====== Stored data ======

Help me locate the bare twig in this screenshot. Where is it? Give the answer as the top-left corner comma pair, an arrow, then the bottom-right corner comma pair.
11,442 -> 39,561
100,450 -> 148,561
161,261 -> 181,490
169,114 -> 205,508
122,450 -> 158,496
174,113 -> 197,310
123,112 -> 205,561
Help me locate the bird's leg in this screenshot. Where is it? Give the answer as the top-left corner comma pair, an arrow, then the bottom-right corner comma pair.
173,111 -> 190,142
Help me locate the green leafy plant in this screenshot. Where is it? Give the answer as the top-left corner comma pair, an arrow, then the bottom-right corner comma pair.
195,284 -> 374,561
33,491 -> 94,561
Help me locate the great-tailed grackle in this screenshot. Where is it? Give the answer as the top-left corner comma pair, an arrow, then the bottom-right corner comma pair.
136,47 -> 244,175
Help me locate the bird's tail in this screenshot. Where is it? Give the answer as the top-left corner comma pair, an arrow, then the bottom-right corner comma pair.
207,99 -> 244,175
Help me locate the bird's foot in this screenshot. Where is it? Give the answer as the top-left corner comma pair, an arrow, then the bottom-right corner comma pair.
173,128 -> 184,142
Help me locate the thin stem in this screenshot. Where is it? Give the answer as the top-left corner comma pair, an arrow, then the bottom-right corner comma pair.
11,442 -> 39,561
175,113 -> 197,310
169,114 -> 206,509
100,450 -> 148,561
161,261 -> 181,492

======
====== Stored data ======

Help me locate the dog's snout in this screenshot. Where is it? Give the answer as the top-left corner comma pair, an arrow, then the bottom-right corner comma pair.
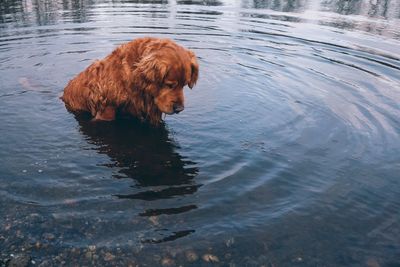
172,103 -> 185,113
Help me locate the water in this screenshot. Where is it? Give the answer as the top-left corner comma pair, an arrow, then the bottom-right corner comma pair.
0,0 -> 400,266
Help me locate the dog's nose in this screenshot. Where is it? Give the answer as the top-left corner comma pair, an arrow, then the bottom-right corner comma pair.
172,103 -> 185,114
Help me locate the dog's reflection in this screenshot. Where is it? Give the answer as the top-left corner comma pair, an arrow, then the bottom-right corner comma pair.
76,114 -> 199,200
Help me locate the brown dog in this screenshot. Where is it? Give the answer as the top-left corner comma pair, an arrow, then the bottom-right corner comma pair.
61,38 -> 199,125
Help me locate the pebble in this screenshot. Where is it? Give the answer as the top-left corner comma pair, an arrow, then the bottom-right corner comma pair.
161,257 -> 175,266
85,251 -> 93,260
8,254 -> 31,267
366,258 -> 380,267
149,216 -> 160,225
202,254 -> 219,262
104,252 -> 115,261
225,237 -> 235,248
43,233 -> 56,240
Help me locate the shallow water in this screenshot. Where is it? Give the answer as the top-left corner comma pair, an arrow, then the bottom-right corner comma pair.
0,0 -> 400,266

======

- Directive
Reproduce the lines verbatim, starting at the line that contains "Help me locate the bare" and ending after the line that contains "173,128 -> 184,142".

- Solution to the exercise
Help me locate the bare twig in this screenshot. Where is it? Give the answer as the top-left corner comma pair, an arrow, then the bottom-right corner comma pair.
11,442 -> 39,561
100,450 -> 148,561
161,261 -> 181,490
169,114 -> 205,508
122,450 -> 158,496
174,113 -> 197,310
123,112 -> 205,561
Help me locate the bird's leg in this screenshot. Where is it? Give the answer as the top-left corner comma pair, an arrow, then the bottom-right corner comma pair.
173,111 -> 190,142
Help me locate the green leafy plant in this screenshot. Where is it? Give the answer as the top-left corner comma pair, an arrow, then the bottom-right corner comma pair.
195,284 -> 374,561
33,491 -> 94,561
Help me locate the great-tailed grackle in this screenshot. Where is it? Give the answer as the top-left corner comma pair, an arrow, then the bottom-right corner comma pair.
136,47 -> 244,175
Help me locate the bird's tail in this screenshot. Where is it? Give the answer as the top-left corner comma pair, an arrow, then the bottom-right corner comma pair.
207,99 -> 244,175
Help me locate the bird's foot in this screenshot. Where is it? Give the answer as the top-left corner comma pair, an arrow, then the bottom-right corner comma pair.
173,128 -> 184,142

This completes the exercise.